* _Records provided_:
-- -- --

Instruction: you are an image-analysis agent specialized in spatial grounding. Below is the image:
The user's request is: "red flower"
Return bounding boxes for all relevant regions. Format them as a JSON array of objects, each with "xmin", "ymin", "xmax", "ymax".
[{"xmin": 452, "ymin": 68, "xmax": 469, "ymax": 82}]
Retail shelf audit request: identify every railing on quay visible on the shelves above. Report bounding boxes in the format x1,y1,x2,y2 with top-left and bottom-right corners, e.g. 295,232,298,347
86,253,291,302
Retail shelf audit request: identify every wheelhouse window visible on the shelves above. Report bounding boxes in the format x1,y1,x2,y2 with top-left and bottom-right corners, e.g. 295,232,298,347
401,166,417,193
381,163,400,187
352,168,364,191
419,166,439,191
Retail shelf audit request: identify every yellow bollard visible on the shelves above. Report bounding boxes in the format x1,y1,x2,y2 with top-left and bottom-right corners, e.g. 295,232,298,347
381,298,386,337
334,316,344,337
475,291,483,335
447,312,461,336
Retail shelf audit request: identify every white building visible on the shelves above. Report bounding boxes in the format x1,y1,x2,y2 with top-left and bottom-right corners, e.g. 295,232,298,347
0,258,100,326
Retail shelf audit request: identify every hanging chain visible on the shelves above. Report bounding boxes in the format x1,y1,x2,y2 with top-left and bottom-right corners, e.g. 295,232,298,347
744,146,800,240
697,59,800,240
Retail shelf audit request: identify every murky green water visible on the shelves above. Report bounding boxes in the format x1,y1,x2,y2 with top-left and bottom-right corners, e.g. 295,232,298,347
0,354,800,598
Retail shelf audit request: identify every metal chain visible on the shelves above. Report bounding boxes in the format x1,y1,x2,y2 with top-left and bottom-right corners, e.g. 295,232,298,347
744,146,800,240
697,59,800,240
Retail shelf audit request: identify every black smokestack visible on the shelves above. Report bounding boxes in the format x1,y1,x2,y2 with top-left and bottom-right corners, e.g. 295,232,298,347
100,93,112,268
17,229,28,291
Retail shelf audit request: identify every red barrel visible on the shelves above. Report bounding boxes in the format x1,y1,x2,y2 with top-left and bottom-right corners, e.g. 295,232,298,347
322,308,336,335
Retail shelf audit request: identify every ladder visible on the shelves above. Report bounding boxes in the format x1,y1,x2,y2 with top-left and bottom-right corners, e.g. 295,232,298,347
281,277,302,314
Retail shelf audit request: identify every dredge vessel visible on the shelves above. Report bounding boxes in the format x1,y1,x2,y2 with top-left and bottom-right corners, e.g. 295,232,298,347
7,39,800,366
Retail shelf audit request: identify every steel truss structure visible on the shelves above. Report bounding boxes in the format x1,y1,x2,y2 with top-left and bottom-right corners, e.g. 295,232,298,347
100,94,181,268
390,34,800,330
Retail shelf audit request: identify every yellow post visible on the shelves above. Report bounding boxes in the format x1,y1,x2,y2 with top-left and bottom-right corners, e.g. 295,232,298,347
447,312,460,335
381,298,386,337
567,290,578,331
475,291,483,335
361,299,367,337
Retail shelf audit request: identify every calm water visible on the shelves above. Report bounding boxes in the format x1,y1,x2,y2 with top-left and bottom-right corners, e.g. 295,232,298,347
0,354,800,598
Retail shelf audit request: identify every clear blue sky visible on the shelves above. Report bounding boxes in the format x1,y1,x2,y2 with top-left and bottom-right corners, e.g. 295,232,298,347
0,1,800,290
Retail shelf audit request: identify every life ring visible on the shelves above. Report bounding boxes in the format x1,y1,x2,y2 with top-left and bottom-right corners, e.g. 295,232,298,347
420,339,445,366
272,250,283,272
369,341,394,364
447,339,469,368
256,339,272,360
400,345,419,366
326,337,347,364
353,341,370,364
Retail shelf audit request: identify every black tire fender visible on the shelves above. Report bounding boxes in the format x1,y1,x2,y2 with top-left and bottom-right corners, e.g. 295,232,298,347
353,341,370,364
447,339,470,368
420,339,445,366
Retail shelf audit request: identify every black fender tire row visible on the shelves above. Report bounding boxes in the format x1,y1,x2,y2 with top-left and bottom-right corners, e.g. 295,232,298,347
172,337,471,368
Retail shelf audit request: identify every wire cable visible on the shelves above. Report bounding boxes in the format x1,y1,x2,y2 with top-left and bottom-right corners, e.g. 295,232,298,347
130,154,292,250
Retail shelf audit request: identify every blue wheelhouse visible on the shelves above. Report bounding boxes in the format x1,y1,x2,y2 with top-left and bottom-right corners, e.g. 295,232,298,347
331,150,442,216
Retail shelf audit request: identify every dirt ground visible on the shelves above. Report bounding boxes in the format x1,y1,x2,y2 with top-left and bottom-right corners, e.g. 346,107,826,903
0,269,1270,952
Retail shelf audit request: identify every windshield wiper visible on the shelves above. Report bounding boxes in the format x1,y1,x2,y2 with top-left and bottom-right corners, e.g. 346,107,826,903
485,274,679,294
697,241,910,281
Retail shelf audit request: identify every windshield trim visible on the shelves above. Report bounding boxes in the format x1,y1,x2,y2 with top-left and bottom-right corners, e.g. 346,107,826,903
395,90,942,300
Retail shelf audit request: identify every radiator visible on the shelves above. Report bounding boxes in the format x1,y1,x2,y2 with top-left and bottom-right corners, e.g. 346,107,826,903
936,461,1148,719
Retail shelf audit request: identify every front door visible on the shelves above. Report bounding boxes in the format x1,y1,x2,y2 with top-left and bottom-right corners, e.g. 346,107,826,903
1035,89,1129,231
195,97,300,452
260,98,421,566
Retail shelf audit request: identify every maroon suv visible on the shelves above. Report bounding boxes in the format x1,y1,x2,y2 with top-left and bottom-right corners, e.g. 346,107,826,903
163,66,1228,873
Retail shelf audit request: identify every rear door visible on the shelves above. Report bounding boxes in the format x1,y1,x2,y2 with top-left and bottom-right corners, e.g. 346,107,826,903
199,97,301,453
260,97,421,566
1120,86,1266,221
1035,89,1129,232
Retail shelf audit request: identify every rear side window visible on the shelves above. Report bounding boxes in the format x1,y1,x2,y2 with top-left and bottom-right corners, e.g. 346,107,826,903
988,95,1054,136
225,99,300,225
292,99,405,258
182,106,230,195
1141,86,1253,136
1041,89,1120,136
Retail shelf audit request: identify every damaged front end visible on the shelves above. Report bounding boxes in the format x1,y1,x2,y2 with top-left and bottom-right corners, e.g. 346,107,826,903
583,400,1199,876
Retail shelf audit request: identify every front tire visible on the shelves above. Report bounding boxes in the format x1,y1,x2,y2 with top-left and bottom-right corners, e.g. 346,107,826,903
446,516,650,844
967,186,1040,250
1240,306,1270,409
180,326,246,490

-- -- --

Reproduce the entire listing above line for line, with no changes.

* _Answer below_:
Instruction: you are an image-analysis agent specialized in spatial grounding. Below is the image:
The user's request is: "red flower"
Return bounding boxes for all relevant regions. Format them as a JSON array of objects, each with "xmin", "ymin", "xmax", "ymax".
[{"xmin": 452, "ymin": 68, "xmax": 469, "ymax": 82}]
Retail shelf audit request: identify every railing on quay visible on the shelves above. Report bounding boxes in the format x1,y1,x2,y2 with top-left and bottom-right corners, e.g. 295,232,298,347
86,253,291,302
Retail shelf audit request: identify every wheelhouse window visible on the shelves above. Report bounding boxes in the format x1,y1,x2,y2 with top-left and bottom-right corners, e.g. 295,232,298,347
401,166,417,193
381,163,400,187
352,168,364,191
419,166,439,191
Retail shelf audit request: identify every yellow bollard visible on the shelves above. Report bounding boxes in the format x1,y1,x2,y2 with top-left and bottom-right corners, e.g. 295,232,298,347
381,298,386,337
334,316,344,337
475,291,483,335
447,312,461,336
Retail shelf audit request: identify every white building visible on the shelves above. Report bounding boxes in the format x1,y1,x2,y2 with top-left and bottom-right corners, e.g. 295,232,298,347
0,258,100,326
Retail shelf audit request: identify every hanging chain visible on the shelves above. Report bounding boxes in the format x1,y1,x2,y2 with top-left and bottom-right corners, e.g. 295,232,298,347
744,146,800,240
697,59,800,240
Retail shelf audit request: identify every murky green water visible on the shelves above. Report bounding boxes in the format x1,y1,x2,y2 with top-left and bottom-right corners, e.g. 295,232,298,347
0,354,800,598
Retail shelf audit request: identify every metal chain visible on the shelves above. Report bounding boxes in the format x1,y1,x2,y2 with top-left and bottom-right corners, e.g. 295,232,298,347
744,146,800,240
697,59,800,240
Retail shelf audit request: identify every black smokestack visible on the shelves above. Report bounding boxes in the format x1,y1,x2,y2 with top-left and bottom-right corners, e.g. 295,232,298,347
100,93,112,268
17,229,28,291
Retail shelf audit request: identify every red barrel visible on the shelves above. Report bounding boxes in the format x1,y1,x2,y2 with top-left and bottom-right corners, e.g. 295,232,298,347
322,308,336,335
Retail shelf audit request: identify every ladder visible on the shelves above. Report bounding boxes in the format x1,y1,x2,y2 with top-left and bottom-right corners, e.g. 295,232,298,347
281,277,302,314
Retail shelf audit request: identify every dredge vessel visible on the shelves above. Report bounding boxes in the format x1,y1,x2,y2 with top-left and bottom-right corners, e.g. 295,232,298,347
7,39,800,366
Retail shelf audit request: identify every steel truss structure visible on the shelves above. Report bounding boxes in the format x1,y1,x2,y2 with top-left and bottom-right corners, e.g. 295,232,298,347
100,94,181,268
390,34,800,330
Retail shelf audit request: identify every yellow post visible on the shelves above. Report bounding boxes in the format x1,y1,x2,y2 with top-left and bottom-right corners, e.g. 295,232,298,347
447,312,460,335
381,298,386,337
567,290,578,331
475,291,483,335
361,299,367,337
Retail shelf audit request: identify every calm water visible on the shelves above. Report bounding boxes in the format x1,y1,x2,y2 with top-left and bottom-right corners, e.g. 295,232,298,347
0,354,800,598
Retail shelf audit request: identify every clear blue sky visible on the shelves above. Report bounding boxes in the format x1,y1,x2,y2 with top-left and bottom-right corners, e.g. 295,232,298,347
0,1,800,290
Retail shelf audit request: identify every life ring visible on the shelves above. Report bounding boxes in the format x1,y1,x2,y2 with top-left and bottom-right corners, e.g. 295,232,298,347
420,339,445,366
272,250,283,272
369,341,394,364
447,339,469,368
256,339,272,360
400,345,419,366
326,337,347,364
353,341,370,364
Retail shelf audit request: identify every black tire fender visible on the shelves above. Report bounding boxes in the format x1,y1,x2,y2 with top-left and bottom-right corners, e.g. 295,232,298,347
353,341,370,364
447,339,470,368
420,339,445,366
Retail shelf audit request: identify every black fender tire row visible on the shelves above. Report bounding boxes in the format x1,y1,x2,y2 with top-left and bottom-right corners, e.g. 295,232,298,347
172,337,471,368
Retail shelf audit request: identify every wire cable visible on the shelves above. Report bounding boxes in the format x1,y1,x2,y2 with top-left and bottom-right corners, e.g. 295,232,298,347
130,154,292,250
Retail shelf audit request: identify every blue wheelhouse visible on the shelves above. Report bounding boxes in the format x1,y1,x2,y2 with top-left and bottom-right corners, e.g. 295,232,298,347
331,150,442,216
Retail shelf audit request: identify every dirt ground visible on the shelves above. Report bounding boxes in the format x1,y1,x2,y2 with top-left and bottom-right corners, e.g. 346,107,826,903
0,269,1270,952
Retail shelf audit request: identify every windshield wiper visible on the shelves above. Report bounding boxes in the format x1,y1,x2,y2 with top-left and bottom-right corners, e.g. 346,107,826,903
485,274,679,294
697,241,910,281
Retail shelf audit request: identify every windshield trim visible on the shelves above. Report bounding boxes in the format x1,y1,x2,y2 with top-left and bottom-right corners, e.g. 346,107,826,903
395,90,942,300
Retail shelf audit request: identify every radiator visible on the shelves above. Report bounding boxes in the format x1,y1,x2,y2 with top-left and bottom-right corners, e.g. 346,107,826,903
936,461,1148,719
Retail shelf audit request: identify every front door visible on the shelves above. Report bounding boxes in the format x1,y1,x2,y2 with top-left and bottom-right corners, e.g. 346,107,826,903
1035,89,1129,231
195,97,300,452
260,98,421,566
Retail shelf audit request: identify every maroon suv visible on the shelves above. Report bounding boxes in the format x1,y1,x2,y2 with top-left and bottom-right corners, e.g. 346,107,826,903
163,66,1228,873
Retail shelf audit request: identify every rear door visible on the shelves above. Report bounding boxes in the format x1,y1,x2,y2 with top-left and bottom-right corners, e.g. 346,107,826,903
199,97,301,453
260,97,421,566
1120,86,1266,221
1035,89,1129,232
Retail shelf audit request: identify every rear side window visible on the shelves above. Report bounding boxes in the format x1,y1,x2,y2 with top-left and bottom-right corners, e.g. 346,107,826,903
988,95,1054,136
225,99,300,225
292,99,405,258
182,106,230,195
1141,86,1253,136
1041,89,1120,136
Retail shelf audit request: identify every damaged front end visible on the shelves above. Report bounding boxes in the format x1,y1,x2,y2 with top-left and bottom-right corners, e.g. 346,107,826,903
583,400,1199,876
Retail shelf audit request: identify every front tire visible on the shelves above. Report bounding boxes in the format x1,y1,x2,y2 with top-left and bottom-right corners, e.g. 346,107,826,903
446,516,650,844
967,186,1040,250
1240,306,1270,409
180,326,246,490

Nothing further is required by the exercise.